Return the exact lines spanning from the line with "[pin] concrete floor -- one per line" through the last line of the entries, boundaries included, and no others.

• GIVEN RECORDS
-*-

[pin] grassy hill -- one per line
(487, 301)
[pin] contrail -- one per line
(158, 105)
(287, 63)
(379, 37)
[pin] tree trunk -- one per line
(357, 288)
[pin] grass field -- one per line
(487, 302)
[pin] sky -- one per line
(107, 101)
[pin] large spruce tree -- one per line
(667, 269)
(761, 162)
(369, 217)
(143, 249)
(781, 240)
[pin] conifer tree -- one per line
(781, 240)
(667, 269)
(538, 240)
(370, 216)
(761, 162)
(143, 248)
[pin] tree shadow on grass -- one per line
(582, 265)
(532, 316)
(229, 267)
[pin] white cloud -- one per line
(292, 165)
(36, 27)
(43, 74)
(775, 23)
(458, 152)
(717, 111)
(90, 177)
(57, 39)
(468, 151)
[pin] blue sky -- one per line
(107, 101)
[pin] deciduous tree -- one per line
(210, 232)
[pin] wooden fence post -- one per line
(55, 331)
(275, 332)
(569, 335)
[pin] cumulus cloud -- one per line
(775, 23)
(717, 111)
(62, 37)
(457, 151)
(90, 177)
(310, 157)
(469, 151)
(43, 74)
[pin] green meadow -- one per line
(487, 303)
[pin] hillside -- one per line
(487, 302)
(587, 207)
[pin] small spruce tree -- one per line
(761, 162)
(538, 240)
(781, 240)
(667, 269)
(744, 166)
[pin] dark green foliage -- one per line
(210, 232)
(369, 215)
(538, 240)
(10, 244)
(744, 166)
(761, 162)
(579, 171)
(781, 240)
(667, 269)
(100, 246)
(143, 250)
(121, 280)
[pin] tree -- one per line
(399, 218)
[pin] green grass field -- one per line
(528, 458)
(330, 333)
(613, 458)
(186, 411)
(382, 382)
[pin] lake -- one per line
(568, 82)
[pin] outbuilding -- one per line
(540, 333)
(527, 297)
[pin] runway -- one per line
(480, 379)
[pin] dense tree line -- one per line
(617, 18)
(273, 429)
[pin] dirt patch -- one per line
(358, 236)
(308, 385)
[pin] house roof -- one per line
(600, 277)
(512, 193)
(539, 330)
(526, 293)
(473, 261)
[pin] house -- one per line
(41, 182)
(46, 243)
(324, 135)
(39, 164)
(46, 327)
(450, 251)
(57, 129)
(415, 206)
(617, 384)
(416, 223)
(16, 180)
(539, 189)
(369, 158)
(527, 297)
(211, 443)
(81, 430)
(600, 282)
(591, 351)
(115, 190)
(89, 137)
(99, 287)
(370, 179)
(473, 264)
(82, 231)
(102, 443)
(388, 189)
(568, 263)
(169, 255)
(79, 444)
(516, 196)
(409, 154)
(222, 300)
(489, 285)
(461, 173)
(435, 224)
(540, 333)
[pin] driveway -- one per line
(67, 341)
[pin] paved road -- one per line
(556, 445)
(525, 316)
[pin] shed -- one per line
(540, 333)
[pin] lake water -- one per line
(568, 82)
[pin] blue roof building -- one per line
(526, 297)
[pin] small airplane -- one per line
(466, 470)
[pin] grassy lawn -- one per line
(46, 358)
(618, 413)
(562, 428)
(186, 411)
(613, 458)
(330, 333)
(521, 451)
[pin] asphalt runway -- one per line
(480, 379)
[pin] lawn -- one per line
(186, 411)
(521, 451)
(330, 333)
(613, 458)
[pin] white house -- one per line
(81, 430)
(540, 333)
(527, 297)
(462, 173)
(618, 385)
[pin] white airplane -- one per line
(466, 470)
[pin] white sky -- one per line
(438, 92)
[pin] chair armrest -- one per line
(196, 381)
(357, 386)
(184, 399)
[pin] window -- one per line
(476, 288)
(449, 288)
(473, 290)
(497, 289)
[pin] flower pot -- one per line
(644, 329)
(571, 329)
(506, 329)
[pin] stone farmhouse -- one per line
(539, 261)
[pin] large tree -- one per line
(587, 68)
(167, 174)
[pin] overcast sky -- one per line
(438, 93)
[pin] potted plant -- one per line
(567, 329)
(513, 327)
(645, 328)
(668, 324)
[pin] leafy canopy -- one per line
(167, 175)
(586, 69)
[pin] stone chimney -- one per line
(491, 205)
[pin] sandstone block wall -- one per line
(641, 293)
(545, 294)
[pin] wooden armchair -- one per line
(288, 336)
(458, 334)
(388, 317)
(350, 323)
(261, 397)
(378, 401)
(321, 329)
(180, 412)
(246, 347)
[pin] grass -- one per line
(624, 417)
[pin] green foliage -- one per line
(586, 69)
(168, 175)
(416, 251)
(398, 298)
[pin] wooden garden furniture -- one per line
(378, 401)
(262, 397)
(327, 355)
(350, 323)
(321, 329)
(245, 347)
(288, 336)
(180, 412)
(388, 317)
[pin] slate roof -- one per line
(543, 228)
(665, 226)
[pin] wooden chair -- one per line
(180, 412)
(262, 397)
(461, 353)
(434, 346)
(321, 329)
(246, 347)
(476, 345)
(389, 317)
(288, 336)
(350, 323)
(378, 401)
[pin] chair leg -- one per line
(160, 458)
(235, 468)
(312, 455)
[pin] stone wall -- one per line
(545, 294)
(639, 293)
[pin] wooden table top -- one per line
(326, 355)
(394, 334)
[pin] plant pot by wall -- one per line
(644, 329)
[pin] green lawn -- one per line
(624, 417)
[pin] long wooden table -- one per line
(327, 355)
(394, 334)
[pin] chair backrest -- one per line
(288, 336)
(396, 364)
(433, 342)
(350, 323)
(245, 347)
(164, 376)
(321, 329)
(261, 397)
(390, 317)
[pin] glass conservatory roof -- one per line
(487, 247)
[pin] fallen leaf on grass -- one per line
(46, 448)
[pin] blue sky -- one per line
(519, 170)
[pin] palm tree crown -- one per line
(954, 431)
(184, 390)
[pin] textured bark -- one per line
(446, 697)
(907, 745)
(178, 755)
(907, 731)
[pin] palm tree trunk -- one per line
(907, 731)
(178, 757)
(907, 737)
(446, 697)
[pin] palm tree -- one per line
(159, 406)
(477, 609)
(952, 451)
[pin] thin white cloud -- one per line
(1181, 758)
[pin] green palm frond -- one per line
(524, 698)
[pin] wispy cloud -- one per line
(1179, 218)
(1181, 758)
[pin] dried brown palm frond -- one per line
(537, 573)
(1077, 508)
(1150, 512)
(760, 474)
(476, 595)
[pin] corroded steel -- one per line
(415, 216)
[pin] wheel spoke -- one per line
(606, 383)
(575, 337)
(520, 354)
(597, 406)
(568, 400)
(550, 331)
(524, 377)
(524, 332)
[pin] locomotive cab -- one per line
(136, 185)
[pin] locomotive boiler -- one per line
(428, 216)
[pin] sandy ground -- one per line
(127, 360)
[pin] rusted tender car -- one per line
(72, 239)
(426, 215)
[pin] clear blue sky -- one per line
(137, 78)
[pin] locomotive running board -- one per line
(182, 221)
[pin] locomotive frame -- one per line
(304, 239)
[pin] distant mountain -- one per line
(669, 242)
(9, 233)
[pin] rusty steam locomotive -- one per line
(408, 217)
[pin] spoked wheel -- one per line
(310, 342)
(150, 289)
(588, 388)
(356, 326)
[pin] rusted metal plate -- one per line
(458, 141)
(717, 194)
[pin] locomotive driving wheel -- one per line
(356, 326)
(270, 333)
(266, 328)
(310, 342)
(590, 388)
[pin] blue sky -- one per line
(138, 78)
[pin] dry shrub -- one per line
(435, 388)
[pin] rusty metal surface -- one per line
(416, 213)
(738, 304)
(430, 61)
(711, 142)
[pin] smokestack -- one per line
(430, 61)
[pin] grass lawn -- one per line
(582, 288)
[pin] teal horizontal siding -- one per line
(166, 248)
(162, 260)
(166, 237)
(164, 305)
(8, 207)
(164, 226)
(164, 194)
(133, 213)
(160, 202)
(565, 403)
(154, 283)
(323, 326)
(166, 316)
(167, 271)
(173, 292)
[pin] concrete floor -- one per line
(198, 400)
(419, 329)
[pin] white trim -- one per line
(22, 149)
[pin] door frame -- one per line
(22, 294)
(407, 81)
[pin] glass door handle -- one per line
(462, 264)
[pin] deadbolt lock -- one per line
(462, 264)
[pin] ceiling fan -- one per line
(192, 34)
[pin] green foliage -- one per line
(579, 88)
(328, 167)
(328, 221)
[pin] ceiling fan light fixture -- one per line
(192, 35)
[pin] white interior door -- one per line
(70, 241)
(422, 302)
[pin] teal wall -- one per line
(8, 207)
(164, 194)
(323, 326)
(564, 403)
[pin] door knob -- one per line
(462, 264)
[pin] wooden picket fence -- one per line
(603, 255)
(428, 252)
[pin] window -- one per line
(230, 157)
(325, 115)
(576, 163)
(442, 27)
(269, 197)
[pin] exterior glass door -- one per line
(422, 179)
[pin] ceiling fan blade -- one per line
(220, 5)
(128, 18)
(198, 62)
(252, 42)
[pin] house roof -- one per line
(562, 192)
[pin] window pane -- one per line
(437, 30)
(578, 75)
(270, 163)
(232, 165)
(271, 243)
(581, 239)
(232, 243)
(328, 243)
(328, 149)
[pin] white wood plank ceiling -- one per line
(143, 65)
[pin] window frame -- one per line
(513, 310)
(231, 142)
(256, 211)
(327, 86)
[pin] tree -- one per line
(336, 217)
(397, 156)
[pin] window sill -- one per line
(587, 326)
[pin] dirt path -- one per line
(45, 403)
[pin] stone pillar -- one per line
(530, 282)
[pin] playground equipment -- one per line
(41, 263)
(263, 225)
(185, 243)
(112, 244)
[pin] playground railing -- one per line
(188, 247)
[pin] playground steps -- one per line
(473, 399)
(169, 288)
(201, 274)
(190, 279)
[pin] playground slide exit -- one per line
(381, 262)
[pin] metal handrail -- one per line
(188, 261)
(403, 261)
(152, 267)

-*-

• TASK OUTPUT
[pin] concrete floor -- one per line
(198, 400)
(419, 329)
[pin] white trim -- one per line
(22, 149)
[pin] door frame -- one per line
(22, 294)
(407, 81)
[pin] glass door handle -- one per line
(462, 264)
[pin] deadbolt lock -- one per line
(462, 264)
[pin] ceiling fan -- one per line
(192, 34)
[pin] green foliage -- one per line
(579, 88)
(328, 167)
(328, 221)
[pin] ceiling fan light fixture -- one per line
(192, 35)
[pin] white interior door -- one per line
(70, 241)
(422, 302)
[pin] teal wall -- one per line
(8, 207)
(164, 194)
(323, 326)
(564, 403)
[pin] door knob -- one per line
(462, 264)
[pin] wooden picket fence -- one per line
(603, 255)
(428, 252)
[pin] window -- one per line
(230, 157)
(325, 115)
(576, 163)
(442, 27)
(269, 197)
[pin] exterior glass door -- one per line
(422, 179)
[pin] ceiling fan blade -- one per line
(220, 5)
(128, 18)
(198, 62)
(252, 42)
[pin] house roof -- one per line
(562, 192)
[pin] window pane -- one per line
(437, 30)
(578, 75)
(270, 163)
(232, 165)
(271, 243)
(581, 239)
(232, 243)
(328, 243)
(328, 149)
[pin] white wood plank ceiling -- one per line
(143, 65)
[pin] window frame -- one per line
(513, 310)
(231, 142)
(256, 211)
(327, 86)
[pin] tree -- one per line
(336, 217)
(397, 156)
[pin] window sill -- one per line
(587, 326)
[pin] dirt path -- one per line
(45, 403)
[pin] stone pillar -- one per line
(530, 282)
[pin] playground equipment -- one per line
(41, 263)
(263, 225)
(185, 243)
(112, 244)
[pin] playground railing -- one per line
(188, 247)
[pin] playground steps -- one per line
(473, 399)
(169, 288)
(201, 274)
(190, 279)
[pin] playground slide exit -- one per line
(381, 262)
[pin] metal handrail -- one per line
(188, 261)
(403, 261)
(152, 267)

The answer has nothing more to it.